▶ **Aim of the task**
Would you please transcribe, exactly as written, the lines of the entries below starting at the one that holds "x=492 y=289" and ending at the one that holds "x=1383 y=66", both included?

--- Dataset entries Enclosed Below ---

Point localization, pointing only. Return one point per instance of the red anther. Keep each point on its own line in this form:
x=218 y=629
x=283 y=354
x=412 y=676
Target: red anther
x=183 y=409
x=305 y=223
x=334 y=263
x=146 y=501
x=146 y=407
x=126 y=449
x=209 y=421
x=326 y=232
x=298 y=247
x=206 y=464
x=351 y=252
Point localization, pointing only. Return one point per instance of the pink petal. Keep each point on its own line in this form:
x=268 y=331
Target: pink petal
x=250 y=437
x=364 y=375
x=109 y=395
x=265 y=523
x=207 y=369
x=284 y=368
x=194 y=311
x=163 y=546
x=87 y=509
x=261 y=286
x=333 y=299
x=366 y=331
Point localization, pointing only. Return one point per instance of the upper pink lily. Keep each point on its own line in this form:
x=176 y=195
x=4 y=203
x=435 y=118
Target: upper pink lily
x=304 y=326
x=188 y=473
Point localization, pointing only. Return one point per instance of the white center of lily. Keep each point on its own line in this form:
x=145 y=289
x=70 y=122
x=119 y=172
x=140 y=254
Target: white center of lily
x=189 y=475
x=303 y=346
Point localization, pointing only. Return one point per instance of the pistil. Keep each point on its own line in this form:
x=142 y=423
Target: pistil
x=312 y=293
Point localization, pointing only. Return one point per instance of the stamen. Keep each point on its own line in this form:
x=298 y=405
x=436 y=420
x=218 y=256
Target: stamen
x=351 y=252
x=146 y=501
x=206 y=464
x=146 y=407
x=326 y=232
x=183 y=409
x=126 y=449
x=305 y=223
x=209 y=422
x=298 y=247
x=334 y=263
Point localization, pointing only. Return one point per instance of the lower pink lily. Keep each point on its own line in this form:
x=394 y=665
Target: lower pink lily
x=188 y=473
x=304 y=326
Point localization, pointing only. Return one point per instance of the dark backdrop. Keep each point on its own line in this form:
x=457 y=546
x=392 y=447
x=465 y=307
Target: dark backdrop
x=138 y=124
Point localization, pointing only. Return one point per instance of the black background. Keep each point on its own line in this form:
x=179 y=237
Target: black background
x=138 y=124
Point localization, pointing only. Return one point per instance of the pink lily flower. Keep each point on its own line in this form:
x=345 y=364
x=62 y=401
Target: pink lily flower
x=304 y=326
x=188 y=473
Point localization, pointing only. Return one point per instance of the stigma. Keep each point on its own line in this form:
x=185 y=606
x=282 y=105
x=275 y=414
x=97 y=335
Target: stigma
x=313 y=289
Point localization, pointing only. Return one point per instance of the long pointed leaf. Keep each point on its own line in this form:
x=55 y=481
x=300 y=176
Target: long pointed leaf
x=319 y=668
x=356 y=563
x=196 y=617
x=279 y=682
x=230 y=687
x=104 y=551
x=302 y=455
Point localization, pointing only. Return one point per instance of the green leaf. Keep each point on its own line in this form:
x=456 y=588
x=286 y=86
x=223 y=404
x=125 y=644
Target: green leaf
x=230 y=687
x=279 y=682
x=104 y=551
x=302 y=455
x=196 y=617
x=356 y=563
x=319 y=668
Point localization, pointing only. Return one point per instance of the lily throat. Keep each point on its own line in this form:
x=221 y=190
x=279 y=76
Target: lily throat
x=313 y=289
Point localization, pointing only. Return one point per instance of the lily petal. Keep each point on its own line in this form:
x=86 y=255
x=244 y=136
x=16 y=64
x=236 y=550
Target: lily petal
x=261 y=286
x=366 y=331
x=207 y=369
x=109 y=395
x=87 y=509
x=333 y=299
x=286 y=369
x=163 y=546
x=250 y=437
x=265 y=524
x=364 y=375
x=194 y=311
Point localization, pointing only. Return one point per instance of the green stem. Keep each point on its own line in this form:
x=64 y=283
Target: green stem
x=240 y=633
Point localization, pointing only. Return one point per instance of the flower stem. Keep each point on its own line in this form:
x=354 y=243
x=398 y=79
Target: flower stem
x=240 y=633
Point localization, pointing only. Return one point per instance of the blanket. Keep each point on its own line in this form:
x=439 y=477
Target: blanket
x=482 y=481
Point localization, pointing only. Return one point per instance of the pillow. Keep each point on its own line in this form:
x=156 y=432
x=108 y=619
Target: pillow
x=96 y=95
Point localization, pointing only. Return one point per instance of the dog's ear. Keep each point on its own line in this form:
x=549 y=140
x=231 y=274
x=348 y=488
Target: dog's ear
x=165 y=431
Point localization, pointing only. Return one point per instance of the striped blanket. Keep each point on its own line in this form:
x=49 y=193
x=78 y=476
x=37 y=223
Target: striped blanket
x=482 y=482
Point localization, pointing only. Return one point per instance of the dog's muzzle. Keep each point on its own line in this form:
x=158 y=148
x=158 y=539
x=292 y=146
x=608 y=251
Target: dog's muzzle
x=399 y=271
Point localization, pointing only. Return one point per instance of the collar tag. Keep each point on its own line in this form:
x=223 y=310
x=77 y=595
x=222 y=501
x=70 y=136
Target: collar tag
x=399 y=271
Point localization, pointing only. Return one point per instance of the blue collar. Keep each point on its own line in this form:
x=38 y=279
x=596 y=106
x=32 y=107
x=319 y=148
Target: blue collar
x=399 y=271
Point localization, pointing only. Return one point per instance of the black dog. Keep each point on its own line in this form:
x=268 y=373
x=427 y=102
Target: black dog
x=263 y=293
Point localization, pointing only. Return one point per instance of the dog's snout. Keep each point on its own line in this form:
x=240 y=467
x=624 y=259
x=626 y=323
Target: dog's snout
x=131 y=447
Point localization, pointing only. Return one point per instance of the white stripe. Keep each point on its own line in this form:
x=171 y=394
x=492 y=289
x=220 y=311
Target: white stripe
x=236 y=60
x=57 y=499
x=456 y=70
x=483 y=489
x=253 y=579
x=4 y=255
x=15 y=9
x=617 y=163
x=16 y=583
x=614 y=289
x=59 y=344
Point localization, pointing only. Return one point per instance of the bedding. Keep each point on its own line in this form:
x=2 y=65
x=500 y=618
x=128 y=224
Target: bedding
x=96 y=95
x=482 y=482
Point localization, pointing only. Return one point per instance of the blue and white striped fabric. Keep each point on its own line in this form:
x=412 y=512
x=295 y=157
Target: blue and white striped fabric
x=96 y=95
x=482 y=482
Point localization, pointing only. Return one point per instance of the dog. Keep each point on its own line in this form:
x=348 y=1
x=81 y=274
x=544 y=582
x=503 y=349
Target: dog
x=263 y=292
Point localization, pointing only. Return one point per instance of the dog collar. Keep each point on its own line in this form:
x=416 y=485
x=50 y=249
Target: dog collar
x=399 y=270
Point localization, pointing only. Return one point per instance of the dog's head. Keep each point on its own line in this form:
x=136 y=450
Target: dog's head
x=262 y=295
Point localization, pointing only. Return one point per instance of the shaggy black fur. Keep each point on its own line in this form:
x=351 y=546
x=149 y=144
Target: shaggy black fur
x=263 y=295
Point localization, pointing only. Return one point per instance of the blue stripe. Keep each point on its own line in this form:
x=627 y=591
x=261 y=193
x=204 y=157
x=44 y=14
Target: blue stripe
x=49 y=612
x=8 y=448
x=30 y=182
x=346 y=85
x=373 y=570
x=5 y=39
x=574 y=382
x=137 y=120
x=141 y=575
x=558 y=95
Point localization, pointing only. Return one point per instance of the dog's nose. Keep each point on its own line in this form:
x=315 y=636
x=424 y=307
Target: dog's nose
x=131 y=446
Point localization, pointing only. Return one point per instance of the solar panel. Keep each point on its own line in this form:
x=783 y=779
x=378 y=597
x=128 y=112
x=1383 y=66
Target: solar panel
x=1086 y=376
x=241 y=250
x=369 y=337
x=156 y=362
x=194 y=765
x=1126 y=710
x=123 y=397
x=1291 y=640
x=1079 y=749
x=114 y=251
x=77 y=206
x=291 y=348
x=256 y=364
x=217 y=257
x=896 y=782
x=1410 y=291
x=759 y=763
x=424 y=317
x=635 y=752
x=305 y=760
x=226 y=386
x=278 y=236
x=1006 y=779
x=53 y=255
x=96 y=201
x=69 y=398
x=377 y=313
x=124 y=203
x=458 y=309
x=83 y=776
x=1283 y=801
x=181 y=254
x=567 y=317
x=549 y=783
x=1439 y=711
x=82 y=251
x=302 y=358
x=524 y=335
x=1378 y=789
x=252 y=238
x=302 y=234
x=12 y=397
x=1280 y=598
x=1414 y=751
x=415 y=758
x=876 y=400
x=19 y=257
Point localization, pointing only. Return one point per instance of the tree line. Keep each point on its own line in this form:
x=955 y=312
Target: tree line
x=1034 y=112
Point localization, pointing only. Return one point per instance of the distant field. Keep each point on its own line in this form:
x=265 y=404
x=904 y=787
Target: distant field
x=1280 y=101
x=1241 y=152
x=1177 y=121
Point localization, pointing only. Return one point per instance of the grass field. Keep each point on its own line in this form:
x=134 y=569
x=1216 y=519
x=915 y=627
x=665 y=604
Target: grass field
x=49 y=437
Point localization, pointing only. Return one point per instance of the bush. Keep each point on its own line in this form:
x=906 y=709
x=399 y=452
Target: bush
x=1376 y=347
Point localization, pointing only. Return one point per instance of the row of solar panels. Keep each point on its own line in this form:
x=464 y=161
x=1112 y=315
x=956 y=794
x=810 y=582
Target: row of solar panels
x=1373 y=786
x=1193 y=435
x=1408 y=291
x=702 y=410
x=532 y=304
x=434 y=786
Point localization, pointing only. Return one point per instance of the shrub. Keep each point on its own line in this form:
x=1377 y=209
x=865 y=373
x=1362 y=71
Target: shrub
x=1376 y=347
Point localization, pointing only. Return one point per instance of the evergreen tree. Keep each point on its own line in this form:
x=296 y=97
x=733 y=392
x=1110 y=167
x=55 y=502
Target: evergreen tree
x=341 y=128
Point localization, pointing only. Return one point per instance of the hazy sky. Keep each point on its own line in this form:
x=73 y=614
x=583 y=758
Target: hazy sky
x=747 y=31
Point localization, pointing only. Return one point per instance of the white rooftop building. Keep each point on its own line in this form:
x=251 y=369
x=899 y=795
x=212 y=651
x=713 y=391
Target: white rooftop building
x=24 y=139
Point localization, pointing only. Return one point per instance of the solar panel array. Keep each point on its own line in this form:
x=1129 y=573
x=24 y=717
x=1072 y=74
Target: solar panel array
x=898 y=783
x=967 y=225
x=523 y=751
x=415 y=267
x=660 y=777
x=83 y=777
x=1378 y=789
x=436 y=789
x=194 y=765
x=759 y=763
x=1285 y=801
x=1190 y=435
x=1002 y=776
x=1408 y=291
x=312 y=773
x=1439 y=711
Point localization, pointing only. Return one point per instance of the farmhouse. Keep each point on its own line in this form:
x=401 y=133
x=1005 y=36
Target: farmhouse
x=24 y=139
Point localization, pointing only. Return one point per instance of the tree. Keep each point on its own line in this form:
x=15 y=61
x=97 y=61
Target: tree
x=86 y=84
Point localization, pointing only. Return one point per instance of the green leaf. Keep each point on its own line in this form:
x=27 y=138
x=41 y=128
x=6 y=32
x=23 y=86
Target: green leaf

--- End of Enclosed Dataset entries ---

▶ **Output of the task**
x=492 y=289
x=220 y=311
Target: white stripe
x=236 y=60
x=57 y=499
x=456 y=70
x=483 y=489
x=253 y=579
x=4 y=255
x=15 y=9
x=617 y=163
x=16 y=583
x=614 y=289
x=59 y=344
Point localization, pointing only. Return one point per instance of the bedding. Keep each point on its own line in this form:
x=2 y=65
x=500 y=618
x=128 y=224
Target: bedding
x=96 y=95
x=482 y=482
Point localization, pointing only. Return one point per instance of the blue and white striped fabric. Keep each point on its own line in this form:
x=412 y=512
x=295 y=157
Target: blue and white striped fabric
x=96 y=95
x=482 y=482
Point localization, pointing only. Return one point per instance of the dog. Keep each point on its own line in this form:
x=348 y=1
x=81 y=274
x=544 y=582
x=503 y=349
Target: dog
x=263 y=292
Point localization, pointing only. Return one point per instance of the dog collar. Keep each point on its own line in this form:
x=416 y=485
x=50 y=249
Target: dog collar
x=399 y=270
Point localization, pointing only. Return one point per instance of the dog's head. Keep each point on its own line in this form:
x=136 y=450
Target: dog's head
x=262 y=295
Point localization, pointing only. Return one point per instance of the shaggy black fur. Keep each point on its own line in this form:
x=351 y=546
x=149 y=144
Target: shaggy black fur
x=263 y=295
Point localization, pointing only. Return one point per instance of the blue stripe. Keep each point on its own line in this form:
x=627 y=591
x=261 y=193
x=204 y=157
x=44 y=14
Target: blue stripe
x=49 y=612
x=8 y=448
x=30 y=182
x=346 y=85
x=373 y=570
x=5 y=39
x=574 y=382
x=137 y=120
x=141 y=575
x=558 y=95
Point localization, pointing only. Return one point per instance of the dog's nose. Keep each point on its own line in this form:
x=315 y=636
x=424 y=307
Target: dog's nose
x=131 y=446
Point localization, pointing only. Return one point per instance of the solar panel. Keep each point on its own line in this form:
x=783 y=779
x=378 y=597
x=128 y=112
x=1383 y=66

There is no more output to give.